-- START PASSAGE PROVIDED --

Sadr was presenting the findings of the World Wealth Report 2009 released by Merrill Lynch Global Wealth Management and Capgemini. The report shows the number of millionaires in the region dropped by six per cent to 400,000 compared to a global decrease of 15 per cent to 8.6 million. Their combined net worth fell by 16.2 per cent to $1.4 trillion (Dh5.14trn) as part of a global fall of about 20 per cent to $32.8trn.

A meltdown in asset prices in Asia and Europe resulted in a 12.7 per cent decrease in the number of millionaires in the UAE in 2008 compared to the previous year. Local factors that contributed to the fall were a 43.1 per cent drop in the UAE's market capitalisation and a "dramatic decline" in real estate capital values and rents.

"Middle Eastern millionaires are still spending money," Sadr said. "High and ultra high net worth individuals are very savvy and sophisticated people. When asset prices drop, they see this as an opportunity."

No region ended 2008 unscathed, wiping out two robust years of growth. The most significant declines in high net worth individuals (HNWI: those whose net worth is more than $1 million) and ultra high net worth individuals (UHNWI: with $30m or more) numbers and wealth occurred in the three largest regions: North America, Europe and Asia Pacific.

UHNWIs suffered more extensive losses in financial wealth than the HNWI population as a whole. Consistent with the drop in the UHNWI population, the group's wealth decreased 23.9 per cent.

In 2008, the US, Japan and Germany still accounted for 54 per cent of the world's HNWI population, up slightly from 2007, and China and Brazil moved into the top 10 rankings.

"This year's World Wealth Report shows a distinct shift from our reports in recent years," said Bertrand Lavayssière, Managing Director Global Financial Services, Capgemini.

"After a year of significant volatility, we're seeing a shift in HNWI activity and priorities. There are currently opportunities for wealth management firms and advisors to understand and effectively address increased client concerns by helping to navigate through the uncertain economic times and build relationships that will continue well into the future."

Despite the negative results of 2008, however, the report forecasts that by 2013 HNWI wealth will grow at a compounded annual rate of 8.1 per cent to $48.5trn with Asia Pacific overtaking North America as the largest region by wealth.

"In 2008, the number of HNWIs declined by roughly 14.9 per cent to 8.6 million – this is below the 2005 level. This is not surprising given the near-50 per cent plunge in global equity-market capitalisation and global GDP," Sadr said.

HNWIs retrenched further to safer, more familiar grounds in 2008, including both markets and asset classes. "We saw this trend to safer investments begin in 2007. HNWIs sought refuge in traditional investment vehicles like cash and deposits, and fixed-income securities, with a six per cent increase over 2007." These investments now make up 50 per cent of HNWI portfolios globally.

-- END PASSAGE PROVIDED --
-- START RAW DATA --

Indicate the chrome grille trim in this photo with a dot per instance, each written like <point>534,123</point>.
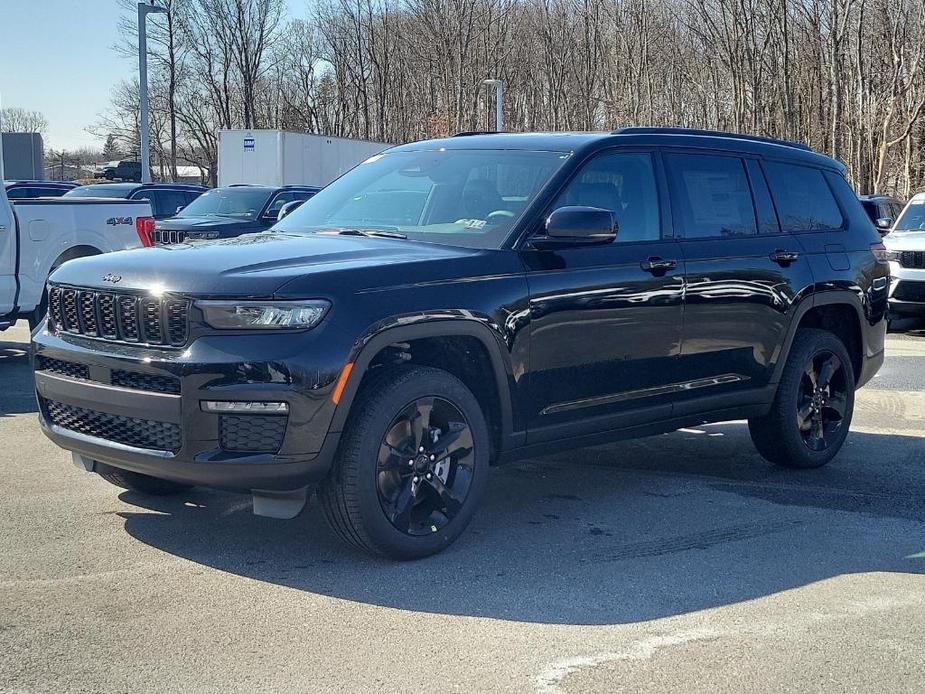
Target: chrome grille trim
<point>116,317</point>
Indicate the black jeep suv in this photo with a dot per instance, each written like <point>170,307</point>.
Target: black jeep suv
<point>454,304</point>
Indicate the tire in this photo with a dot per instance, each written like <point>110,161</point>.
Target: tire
<point>136,482</point>
<point>787,436</point>
<point>353,496</point>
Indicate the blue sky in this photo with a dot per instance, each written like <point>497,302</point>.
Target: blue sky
<point>56,57</point>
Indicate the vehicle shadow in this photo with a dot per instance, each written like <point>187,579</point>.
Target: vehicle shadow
<point>614,534</point>
<point>16,378</point>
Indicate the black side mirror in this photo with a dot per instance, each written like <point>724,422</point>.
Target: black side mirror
<point>287,208</point>
<point>577,226</point>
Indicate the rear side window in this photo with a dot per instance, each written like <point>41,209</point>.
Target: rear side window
<point>712,195</point>
<point>803,198</point>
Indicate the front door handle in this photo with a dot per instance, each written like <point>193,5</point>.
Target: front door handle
<point>657,265</point>
<point>782,257</point>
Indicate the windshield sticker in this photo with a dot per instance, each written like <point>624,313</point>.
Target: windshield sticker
<point>472,223</point>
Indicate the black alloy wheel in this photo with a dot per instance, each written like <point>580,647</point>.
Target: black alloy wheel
<point>426,466</point>
<point>823,402</point>
<point>808,422</point>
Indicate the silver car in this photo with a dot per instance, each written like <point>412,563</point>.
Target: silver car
<point>906,251</point>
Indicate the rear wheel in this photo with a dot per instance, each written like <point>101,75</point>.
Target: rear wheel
<point>136,482</point>
<point>811,414</point>
<point>412,466</point>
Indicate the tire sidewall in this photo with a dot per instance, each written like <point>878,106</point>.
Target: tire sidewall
<point>807,345</point>
<point>377,413</point>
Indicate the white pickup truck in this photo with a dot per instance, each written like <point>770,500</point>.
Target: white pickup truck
<point>37,236</point>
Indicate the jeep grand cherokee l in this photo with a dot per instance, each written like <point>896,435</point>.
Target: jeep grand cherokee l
<point>453,304</point>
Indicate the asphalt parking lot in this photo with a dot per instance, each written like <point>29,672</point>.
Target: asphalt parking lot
<point>676,563</point>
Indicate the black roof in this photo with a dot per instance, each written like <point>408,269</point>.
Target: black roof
<point>638,136</point>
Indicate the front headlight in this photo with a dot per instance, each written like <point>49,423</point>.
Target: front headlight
<point>263,315</point>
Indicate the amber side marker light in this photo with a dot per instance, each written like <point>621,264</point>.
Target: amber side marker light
<point>341,383</point>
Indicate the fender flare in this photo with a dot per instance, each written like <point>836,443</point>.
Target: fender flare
<point>367,348</point>
<point>842,297</point>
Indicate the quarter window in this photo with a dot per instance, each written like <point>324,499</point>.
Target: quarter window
<point>623,183</point>
<point>712,194</point>
<point>803,199</point>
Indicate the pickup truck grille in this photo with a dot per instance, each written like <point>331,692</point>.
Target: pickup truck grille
<point>118,317</point>
<point>166,237</point>
<point>912,259</point>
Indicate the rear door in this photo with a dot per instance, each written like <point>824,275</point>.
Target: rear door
<point>743,276</point>
<point>7,255</point>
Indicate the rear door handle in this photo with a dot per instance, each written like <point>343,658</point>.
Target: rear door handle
<point>782,257</point>
<point>657,265</point>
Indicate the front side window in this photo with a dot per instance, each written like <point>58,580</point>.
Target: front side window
<point>711,195</point>
<point>238,203</point>
<point>453,196</point>
<point>803,199</point>
<point>624,183</point>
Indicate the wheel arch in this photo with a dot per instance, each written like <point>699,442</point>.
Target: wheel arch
<point>364,356</point>
<point>822,310</point>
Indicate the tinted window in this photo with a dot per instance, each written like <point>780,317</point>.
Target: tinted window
<point>803,198</point>
<point>623,183</point>
<point>712,195</point>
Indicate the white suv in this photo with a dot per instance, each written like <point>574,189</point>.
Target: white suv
<point>906,250</point>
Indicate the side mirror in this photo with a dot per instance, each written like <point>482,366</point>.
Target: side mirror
<point>577,226</point>
<point>288,207</point>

-- END RAW DATA --

• _EXERCISE SET_:
• a. According to the article on the World Wealth Report, by what percentage did the number of millionaires in the UAE fall in 2008 compared with the previous year?
• b. In the listing, duplicate the lines from the one with "Indicate the jeep" up to and including the one with "<point>822,310</point>".
The listing is unrelated to the article.

• _ANSWERS PER TASK_:
• a. 12.7 percent

• b.
Indicate the jeep grand cherokee l in this photo with a dot per instance, each written like <point>896,435</point>.
Target: jeep grand cherokee l
<point>453,304</point>
Indicate the asphalt parking lot in this photo with a dot per instance, each written like <point>29,672</point>.
Target: asphalt parking lot
<point>676,563</point>
Indicate the black roof in this photo with a dot per instance, each written like <point>408,269</point>.
Target: black roof
<point>638,136</point>
Indicate the front headlight in this photo with a dot per instance, each written like <point>49,423</point>.
Target: front headlight
<point>263,315</point>
Indicate the amber side marker light in this photo with a dot per instance, each written like <point>621,264</point>.
Target: amber side marker light
<point>341,383</point>
Indicate the fender flare in this photo with a dot per instance, each written like <point>836,443</point>.
Target: fender flare
<point>367,348</point>
<point>842,297</point>
Indicate the quarter window in this photo with a dot per instance, each written like <point>324,499</point>.
Target: quarter window
<point>623,183</point>
<point>712,194</point>
<point>803,199</point>
Indicate the pickup truck grille in this photo with a dot per instance, each written like <point>331,692</point>.
Target: pickup truck grille
<point>118,317</point>
<point>166,237</point>
<point>912,259</point>
Indicate the rear door in this photo with a dot per instance, each written like <point>824,275</point>.
Target: rear door
<point>743,276</point>
<point>7,255</point>
Indicate the rear door handle in this photo with a dot per instance, each written like <point>343,658</point>.
Target: rear door handle
<point>782,257</point>
<point>657,265</point>
Indicate the front side window in this photo with a dot per instance, each written like <point>58,580</point>.
Target: front side window
<point>711,195</point>
<point>238,203</point>
<point>453,196</point>
<point>803,199</point>
<point>624,183</point>
Indicate the wheel arch in this photo with a dot per instance, each written like <point>699,442</point>.
Target: wheel arch
<point>364,356</point>
<point>822,310</point>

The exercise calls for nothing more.